►

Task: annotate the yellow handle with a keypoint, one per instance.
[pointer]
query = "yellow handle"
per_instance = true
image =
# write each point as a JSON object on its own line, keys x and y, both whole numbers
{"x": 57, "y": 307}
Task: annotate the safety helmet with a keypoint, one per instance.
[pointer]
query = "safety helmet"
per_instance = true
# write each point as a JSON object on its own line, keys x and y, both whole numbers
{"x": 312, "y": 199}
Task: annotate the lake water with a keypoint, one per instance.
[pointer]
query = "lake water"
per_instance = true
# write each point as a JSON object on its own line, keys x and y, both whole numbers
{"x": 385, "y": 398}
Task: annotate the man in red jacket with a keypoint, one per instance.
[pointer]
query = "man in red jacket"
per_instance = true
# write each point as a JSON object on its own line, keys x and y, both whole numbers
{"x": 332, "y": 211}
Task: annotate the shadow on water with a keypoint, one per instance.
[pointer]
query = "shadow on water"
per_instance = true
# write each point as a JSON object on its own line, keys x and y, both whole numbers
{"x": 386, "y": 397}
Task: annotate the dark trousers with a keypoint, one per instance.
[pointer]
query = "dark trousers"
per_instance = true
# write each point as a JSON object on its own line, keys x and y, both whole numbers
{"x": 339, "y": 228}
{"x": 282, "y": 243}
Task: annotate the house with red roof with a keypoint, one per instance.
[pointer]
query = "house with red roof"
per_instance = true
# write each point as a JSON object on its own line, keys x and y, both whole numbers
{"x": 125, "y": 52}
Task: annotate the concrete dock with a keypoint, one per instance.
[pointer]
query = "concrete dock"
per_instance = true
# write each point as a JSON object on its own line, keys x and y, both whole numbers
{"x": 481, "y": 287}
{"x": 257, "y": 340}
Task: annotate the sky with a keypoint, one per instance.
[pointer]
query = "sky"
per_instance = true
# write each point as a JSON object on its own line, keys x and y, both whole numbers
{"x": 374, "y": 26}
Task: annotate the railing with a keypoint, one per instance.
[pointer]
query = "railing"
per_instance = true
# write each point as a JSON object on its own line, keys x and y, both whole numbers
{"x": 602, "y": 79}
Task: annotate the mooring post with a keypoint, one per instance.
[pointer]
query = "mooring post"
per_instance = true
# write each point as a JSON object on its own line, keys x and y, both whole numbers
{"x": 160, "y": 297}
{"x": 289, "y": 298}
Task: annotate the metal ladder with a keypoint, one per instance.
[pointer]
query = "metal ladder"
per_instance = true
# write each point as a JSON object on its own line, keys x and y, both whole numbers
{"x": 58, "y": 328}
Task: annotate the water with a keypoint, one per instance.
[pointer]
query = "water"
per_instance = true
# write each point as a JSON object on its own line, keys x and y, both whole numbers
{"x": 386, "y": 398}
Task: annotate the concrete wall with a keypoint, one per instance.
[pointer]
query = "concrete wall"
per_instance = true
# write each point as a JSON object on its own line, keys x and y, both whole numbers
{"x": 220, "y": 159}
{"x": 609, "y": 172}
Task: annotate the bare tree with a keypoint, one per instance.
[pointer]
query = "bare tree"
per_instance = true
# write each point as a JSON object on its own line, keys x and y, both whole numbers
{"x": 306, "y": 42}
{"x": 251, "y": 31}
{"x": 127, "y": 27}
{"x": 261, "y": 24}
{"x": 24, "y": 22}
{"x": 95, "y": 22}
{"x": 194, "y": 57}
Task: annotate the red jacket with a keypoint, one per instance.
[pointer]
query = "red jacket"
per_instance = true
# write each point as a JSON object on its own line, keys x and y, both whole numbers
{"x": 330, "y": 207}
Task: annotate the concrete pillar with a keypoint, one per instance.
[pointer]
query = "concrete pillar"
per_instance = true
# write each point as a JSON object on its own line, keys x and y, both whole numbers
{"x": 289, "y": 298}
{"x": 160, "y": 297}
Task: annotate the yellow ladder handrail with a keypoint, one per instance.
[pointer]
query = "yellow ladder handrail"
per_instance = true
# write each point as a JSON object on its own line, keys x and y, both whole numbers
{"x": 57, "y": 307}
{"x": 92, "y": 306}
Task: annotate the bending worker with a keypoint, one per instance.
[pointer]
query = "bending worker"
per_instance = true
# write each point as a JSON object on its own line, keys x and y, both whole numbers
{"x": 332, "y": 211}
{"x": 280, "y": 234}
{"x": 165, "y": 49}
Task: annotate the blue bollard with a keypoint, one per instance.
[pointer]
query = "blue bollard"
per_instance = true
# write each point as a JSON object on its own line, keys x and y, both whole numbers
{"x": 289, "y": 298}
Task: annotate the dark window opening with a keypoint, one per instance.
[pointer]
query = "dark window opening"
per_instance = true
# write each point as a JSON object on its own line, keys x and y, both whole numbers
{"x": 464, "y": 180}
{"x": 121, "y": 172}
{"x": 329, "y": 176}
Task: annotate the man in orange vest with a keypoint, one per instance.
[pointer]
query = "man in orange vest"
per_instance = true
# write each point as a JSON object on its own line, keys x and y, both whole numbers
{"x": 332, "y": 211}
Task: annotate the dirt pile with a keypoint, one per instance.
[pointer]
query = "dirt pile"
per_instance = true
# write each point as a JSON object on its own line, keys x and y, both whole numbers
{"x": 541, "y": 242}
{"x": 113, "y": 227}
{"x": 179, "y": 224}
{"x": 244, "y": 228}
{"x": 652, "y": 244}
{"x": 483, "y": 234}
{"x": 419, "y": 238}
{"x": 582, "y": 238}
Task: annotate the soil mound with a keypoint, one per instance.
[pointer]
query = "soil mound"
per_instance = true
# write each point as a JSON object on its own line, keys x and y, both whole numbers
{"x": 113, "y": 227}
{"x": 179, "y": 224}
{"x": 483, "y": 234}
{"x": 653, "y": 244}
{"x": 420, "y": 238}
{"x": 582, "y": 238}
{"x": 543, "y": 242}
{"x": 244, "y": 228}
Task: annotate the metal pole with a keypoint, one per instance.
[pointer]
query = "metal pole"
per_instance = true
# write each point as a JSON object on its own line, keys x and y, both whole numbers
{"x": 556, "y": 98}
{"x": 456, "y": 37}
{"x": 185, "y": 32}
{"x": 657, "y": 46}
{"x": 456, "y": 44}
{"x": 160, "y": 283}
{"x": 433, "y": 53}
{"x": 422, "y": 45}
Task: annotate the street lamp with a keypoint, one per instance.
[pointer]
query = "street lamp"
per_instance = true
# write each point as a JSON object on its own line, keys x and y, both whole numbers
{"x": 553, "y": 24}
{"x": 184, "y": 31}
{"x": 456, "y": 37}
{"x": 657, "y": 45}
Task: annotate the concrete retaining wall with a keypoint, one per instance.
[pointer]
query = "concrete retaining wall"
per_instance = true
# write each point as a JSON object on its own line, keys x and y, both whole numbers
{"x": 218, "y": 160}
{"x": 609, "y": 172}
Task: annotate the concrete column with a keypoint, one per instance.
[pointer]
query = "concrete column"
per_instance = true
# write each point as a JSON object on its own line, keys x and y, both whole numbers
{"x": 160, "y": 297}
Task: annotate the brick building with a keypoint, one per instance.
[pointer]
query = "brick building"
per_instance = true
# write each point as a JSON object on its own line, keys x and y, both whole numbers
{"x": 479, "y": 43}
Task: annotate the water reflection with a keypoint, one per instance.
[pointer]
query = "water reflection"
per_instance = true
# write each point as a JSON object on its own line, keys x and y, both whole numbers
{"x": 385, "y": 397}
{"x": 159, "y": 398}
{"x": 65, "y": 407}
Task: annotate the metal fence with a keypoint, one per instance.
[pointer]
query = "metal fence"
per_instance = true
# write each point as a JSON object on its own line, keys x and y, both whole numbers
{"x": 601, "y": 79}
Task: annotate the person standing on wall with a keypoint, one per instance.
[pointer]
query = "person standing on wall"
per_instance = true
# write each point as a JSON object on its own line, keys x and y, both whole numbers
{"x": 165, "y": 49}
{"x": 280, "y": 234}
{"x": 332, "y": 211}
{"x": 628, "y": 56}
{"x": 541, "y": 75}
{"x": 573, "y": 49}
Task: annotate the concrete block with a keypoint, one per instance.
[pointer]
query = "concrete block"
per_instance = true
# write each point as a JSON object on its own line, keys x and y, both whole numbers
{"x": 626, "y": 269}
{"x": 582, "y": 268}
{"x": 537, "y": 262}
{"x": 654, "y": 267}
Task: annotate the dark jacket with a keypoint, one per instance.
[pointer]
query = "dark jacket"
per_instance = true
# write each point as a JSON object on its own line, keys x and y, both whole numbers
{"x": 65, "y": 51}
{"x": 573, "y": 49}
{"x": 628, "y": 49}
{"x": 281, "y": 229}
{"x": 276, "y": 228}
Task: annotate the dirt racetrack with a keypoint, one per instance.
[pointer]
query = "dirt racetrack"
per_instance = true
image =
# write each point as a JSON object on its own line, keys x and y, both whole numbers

◄

* **Assignment**
Filter the entries above and keep only the lines with the word "ladder".

* **Solution for this problem**
Task: annotate the metal ladder with a keypoint, one per instance.
query = "metal ladder"
Task: annotate the yellow ladder handrail with a keypoint, one per instance.
query = "yellow ladder handrail"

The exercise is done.